▶ **Exercise instructions**
Could you repeat the records shown below exactly as written?

[Entries taken from a collection]
○ ○ ○ ○

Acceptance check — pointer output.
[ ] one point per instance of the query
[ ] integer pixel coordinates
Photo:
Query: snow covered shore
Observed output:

○ ○ ○ ○

▶ **Reply**
Acceptance check — pointer output.
[ ] one point per instance of the query
[ ] integer pixel coordinates
Photo:
Query: snow covered shore
Observed output:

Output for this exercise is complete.